* Problem to work on
Please copy the lines of this listing verbatim, from the line with "trace: <item>power line</item>" up to and including the line with "Now the <item>power".

(Labeling and segmentation listing)
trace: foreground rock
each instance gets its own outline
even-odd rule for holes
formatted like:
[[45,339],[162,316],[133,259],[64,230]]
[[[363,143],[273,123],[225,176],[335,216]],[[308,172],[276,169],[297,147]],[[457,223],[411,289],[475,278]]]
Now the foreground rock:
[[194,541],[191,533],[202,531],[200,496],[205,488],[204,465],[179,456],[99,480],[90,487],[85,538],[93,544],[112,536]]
* * *
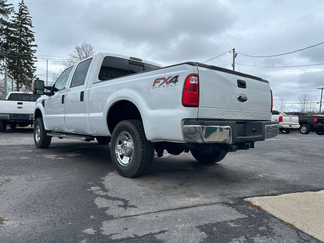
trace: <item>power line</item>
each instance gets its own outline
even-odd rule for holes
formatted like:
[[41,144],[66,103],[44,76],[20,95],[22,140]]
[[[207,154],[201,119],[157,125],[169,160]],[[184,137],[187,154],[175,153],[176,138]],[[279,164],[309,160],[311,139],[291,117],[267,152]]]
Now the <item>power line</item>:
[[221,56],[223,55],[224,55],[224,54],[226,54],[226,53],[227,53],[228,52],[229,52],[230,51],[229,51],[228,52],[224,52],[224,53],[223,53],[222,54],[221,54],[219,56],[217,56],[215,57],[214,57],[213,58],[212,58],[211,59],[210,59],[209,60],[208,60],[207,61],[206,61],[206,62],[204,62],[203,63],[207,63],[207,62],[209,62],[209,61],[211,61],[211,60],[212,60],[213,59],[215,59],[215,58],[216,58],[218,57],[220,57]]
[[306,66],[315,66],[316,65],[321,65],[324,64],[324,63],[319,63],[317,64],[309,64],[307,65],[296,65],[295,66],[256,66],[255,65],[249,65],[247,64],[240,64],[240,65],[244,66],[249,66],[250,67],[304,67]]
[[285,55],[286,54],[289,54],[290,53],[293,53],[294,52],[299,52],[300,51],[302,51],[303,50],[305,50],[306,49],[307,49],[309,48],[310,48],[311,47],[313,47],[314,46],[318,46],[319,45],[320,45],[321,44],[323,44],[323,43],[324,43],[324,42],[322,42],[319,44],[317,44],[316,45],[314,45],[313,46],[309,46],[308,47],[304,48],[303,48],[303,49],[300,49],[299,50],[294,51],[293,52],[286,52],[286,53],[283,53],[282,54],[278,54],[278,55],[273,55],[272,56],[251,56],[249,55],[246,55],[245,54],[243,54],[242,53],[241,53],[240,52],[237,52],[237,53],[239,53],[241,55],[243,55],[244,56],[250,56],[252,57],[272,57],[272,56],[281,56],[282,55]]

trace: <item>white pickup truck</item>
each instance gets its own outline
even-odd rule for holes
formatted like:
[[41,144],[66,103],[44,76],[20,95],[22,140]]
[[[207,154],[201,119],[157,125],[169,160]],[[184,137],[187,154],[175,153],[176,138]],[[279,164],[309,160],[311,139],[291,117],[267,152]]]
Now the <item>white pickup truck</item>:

* Output of the task
trace: <item>power line</item>
each instance gets its own outline
even-odd rule for holes
formatted like:
[[41,144],[66,103],[44,76],[20,95],[22,140]]
[[[207,154],[201,119],[157,125],[169,160]],[[184,137],[187,154],[175,153],[176,138]],[[279,164],[309,160],[311,139],[291,117],[267,152]]]
Now the <item>power line</item>:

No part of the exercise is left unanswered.